Material for this task:

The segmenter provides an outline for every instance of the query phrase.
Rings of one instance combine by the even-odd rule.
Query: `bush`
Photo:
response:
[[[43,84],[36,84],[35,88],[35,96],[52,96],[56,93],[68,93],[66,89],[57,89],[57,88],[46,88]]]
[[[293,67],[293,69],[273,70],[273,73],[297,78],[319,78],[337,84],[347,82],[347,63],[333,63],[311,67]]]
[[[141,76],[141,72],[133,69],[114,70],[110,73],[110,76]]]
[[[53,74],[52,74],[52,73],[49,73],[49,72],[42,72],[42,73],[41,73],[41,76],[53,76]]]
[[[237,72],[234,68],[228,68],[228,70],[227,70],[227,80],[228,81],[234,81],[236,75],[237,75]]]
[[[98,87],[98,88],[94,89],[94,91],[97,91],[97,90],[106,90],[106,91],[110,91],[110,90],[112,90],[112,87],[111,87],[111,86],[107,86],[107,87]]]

Directive: Return the full listing, character for character.

Exercise response:
The segmenter provides an outline for every instance of the query phrase.
Rings of one instance combine by the even-odd rule.
Query: `bush`
Photo:
response:
[[[43,84],[36,84],[35,88],[35,96],[52,96],[56,93],[68,93],[66,89],[57,89],[57,88],[46,88]]]
[[[293,67],[293,69],[273,70],[273,73],[297,78],[319,78],[337,84],[347,82],[347,63],[333,63],[311,67]]]
[[[141,76],[141,72],[133,69],[114,70],[110,73],[110,76]]]
[[[53,74],[52,74],[52,73],[49,73],[49,72],[42,72],[42,73],[41,73],[41,76],[53,76]]]
[[[237,72],[234,68],[228,68],[228,70],[227,70],[227,80],[228,81],[234,81],[236,75],[237,75]]]
[[[98,87],[98,88],[94,89],[94,91],[97,91],[97,90],[106,90],[106,91],[110,91],[110,90],[112,90],[112,87],[111,87],[111,86],[107,86],[107,87]]]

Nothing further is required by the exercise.